---------- EXERCISE INPUTS
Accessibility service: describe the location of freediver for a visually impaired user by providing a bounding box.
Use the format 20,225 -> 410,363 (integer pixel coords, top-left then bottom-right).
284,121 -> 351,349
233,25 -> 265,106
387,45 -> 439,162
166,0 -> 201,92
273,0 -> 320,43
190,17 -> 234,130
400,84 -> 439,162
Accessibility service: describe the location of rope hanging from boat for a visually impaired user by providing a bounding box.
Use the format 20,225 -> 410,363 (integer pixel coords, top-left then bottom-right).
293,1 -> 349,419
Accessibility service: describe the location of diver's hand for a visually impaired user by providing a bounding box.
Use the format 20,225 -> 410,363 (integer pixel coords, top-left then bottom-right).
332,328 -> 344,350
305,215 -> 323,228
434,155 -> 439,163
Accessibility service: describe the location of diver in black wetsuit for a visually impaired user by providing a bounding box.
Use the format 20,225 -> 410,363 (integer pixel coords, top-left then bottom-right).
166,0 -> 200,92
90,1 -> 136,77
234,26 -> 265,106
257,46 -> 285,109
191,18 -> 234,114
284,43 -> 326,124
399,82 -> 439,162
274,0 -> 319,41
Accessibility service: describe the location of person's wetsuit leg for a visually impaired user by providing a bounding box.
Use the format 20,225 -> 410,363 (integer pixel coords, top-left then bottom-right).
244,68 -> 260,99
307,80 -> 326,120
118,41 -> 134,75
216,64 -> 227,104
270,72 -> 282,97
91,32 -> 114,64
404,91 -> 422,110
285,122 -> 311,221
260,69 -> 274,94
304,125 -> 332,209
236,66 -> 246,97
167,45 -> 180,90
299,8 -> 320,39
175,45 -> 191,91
--------------------
#### INSTRUCTIONS TO FOLLOW
In the records above, how many lines hold the string "location"? Only the number should be given.

#### ANSWER AREA
5